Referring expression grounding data
'''
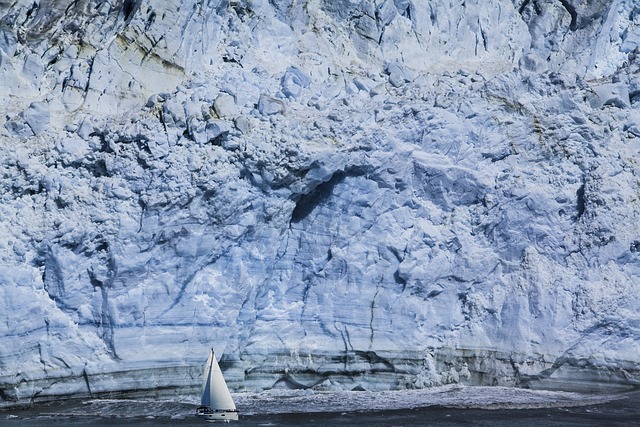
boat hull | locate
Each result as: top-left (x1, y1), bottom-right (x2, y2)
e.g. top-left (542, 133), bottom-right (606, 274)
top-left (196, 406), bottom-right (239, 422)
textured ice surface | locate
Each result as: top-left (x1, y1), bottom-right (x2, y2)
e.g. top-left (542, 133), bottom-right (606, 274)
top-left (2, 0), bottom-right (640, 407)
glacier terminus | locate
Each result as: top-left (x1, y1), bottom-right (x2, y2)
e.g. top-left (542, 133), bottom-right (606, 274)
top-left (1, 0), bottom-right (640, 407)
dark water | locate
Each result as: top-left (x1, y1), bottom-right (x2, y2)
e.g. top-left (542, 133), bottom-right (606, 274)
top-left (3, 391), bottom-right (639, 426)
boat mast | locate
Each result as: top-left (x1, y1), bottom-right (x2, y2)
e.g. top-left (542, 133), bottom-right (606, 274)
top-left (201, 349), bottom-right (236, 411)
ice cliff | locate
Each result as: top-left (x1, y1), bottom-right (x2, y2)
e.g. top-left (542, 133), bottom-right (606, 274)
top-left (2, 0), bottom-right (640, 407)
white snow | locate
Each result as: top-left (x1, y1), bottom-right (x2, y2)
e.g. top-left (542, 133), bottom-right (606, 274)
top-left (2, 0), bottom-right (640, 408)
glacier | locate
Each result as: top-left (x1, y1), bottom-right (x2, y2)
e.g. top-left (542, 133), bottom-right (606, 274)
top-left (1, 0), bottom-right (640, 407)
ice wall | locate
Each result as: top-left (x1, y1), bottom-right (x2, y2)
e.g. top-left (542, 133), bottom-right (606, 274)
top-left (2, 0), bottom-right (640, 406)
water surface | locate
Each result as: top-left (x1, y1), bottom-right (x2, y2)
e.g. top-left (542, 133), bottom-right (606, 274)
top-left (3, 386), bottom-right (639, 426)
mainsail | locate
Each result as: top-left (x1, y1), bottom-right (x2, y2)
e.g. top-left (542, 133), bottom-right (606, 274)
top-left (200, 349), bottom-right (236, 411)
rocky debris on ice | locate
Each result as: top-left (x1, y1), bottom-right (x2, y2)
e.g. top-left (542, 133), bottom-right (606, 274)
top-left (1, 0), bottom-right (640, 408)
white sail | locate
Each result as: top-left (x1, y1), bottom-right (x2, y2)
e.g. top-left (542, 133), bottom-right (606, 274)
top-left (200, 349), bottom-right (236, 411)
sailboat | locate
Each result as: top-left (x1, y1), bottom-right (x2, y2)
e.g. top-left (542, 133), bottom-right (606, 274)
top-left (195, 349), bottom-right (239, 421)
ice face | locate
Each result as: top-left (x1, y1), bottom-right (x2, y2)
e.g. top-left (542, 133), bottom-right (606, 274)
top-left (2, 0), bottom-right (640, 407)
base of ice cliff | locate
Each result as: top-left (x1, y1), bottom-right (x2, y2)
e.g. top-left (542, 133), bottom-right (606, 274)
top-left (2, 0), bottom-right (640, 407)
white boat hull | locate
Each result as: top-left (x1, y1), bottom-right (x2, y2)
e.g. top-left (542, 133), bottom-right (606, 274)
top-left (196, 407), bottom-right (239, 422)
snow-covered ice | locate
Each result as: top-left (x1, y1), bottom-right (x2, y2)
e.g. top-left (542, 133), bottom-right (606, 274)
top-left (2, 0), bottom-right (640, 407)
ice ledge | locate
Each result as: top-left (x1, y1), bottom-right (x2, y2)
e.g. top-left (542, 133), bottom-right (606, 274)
'''
To do: Copy every line in the records above that contains the word "surface".

Written reply:
textured ice surface | locate
water surface | locate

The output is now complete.